─── RECORDS SHOWN ───

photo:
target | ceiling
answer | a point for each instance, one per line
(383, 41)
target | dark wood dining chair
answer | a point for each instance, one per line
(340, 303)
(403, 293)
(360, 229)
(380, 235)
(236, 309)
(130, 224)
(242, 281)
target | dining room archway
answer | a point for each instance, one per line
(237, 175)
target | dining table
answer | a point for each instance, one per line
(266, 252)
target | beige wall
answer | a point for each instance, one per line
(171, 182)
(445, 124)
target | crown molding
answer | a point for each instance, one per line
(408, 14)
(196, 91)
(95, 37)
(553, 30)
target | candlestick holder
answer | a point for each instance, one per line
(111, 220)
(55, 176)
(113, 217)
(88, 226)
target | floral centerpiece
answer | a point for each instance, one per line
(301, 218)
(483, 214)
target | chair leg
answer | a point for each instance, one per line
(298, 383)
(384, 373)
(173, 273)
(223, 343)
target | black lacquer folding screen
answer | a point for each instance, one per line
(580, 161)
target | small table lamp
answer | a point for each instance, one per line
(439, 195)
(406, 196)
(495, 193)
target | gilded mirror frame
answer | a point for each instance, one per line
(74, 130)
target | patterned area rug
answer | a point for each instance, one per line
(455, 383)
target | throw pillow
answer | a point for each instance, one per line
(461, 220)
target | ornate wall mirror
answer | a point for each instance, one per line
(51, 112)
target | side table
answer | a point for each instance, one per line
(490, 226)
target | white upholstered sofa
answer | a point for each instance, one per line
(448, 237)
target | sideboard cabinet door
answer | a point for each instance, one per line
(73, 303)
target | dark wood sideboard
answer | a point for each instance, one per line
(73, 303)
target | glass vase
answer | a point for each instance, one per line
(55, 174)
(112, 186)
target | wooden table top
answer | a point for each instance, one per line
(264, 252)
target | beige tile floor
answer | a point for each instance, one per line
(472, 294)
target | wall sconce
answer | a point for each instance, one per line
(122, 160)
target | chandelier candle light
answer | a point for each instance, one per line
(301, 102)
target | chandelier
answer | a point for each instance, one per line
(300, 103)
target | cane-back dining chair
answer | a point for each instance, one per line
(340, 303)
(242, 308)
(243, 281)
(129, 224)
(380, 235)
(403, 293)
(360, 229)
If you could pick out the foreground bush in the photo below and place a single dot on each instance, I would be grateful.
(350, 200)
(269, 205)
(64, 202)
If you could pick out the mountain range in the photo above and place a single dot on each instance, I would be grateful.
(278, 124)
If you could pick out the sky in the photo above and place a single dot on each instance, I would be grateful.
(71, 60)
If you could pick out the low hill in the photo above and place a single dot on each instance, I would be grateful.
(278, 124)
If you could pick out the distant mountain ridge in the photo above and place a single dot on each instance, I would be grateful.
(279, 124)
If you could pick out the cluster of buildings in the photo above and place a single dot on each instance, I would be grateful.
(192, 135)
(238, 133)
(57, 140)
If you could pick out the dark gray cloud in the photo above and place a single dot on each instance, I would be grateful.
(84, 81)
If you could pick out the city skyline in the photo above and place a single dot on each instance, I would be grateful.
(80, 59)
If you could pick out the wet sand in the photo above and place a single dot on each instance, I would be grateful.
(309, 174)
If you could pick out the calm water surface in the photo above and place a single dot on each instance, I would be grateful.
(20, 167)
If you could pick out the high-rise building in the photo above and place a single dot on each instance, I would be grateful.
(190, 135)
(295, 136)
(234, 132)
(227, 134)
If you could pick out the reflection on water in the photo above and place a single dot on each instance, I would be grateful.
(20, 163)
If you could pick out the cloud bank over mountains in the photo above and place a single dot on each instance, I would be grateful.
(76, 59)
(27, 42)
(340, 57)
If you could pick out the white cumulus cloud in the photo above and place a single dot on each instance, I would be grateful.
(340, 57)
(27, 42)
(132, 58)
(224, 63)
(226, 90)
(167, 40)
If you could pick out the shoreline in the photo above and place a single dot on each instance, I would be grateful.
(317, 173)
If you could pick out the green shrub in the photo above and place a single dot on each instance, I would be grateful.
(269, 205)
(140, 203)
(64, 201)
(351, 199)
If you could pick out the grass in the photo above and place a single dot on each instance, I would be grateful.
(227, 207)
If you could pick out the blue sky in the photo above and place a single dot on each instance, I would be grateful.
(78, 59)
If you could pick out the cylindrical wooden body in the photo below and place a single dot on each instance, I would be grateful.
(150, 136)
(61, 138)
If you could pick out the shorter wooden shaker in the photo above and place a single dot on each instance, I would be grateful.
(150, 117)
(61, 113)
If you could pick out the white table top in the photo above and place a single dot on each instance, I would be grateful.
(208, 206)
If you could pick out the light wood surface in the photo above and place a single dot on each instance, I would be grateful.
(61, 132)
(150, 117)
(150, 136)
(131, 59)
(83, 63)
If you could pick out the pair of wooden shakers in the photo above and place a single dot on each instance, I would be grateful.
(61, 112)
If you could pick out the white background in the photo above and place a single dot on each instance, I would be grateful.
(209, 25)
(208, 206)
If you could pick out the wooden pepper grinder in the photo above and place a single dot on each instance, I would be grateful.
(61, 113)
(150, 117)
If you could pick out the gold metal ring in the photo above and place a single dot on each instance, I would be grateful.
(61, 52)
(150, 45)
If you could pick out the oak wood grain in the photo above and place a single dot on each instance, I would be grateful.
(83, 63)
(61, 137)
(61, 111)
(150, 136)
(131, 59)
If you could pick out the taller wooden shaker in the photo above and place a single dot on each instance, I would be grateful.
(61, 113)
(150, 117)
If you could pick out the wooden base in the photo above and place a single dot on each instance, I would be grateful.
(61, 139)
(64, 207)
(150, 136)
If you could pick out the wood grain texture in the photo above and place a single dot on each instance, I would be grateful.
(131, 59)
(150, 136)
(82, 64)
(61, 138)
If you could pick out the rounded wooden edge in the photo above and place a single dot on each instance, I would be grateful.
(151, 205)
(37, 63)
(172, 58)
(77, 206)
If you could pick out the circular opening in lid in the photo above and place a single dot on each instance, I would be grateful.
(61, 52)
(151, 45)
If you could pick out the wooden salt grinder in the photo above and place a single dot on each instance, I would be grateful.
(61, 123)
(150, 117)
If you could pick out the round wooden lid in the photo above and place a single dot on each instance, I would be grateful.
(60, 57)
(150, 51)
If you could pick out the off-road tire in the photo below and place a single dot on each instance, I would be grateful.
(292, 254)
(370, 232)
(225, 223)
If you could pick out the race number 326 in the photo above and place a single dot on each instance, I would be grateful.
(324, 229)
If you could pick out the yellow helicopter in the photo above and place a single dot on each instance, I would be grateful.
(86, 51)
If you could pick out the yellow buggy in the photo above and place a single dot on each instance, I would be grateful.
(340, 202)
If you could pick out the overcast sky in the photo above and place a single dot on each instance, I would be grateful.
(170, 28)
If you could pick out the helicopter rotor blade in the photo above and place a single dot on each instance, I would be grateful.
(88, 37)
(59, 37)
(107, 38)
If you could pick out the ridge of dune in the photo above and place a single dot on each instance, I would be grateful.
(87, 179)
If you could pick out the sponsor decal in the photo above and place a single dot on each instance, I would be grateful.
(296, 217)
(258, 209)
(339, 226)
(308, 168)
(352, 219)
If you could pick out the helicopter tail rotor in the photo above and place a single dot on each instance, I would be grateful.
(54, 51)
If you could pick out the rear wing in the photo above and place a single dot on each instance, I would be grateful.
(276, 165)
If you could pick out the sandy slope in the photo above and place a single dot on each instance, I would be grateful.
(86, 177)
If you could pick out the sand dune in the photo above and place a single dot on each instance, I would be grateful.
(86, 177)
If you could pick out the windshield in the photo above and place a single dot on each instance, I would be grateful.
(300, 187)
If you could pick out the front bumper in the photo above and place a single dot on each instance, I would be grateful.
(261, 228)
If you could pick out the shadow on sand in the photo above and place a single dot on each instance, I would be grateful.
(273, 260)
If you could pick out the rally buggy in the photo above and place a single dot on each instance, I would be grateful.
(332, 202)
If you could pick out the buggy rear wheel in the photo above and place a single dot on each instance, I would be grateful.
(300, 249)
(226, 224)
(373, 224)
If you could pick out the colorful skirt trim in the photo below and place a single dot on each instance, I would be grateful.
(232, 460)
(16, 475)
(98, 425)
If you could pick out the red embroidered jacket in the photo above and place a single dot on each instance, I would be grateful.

───

SET EXERCISE
Reproduce nothing but the lines from the line containing "If you could pick out the rally" to the last line of the data, each exactly as written.

SOLUTION TO THE EXERCISE
If you could pick out the rally buggy in the photo above and place a single dot on each instance, I would be grateful.
(332, 202)
If you could pick out the buggy rear wheel in the photo above and place a single dot on each instance, I would be grateful.
(300, 249)
(226, 224)
(373, 224)
If you could pick out the colorful skirt trim in the photo below and place a single dot on each instance, I would be grateful.
(232, 460)
(16, 475)
(98, 425)
If you could pick out the red embroidered jacket in the photo above and place a single dot on each instance, I would be grateful.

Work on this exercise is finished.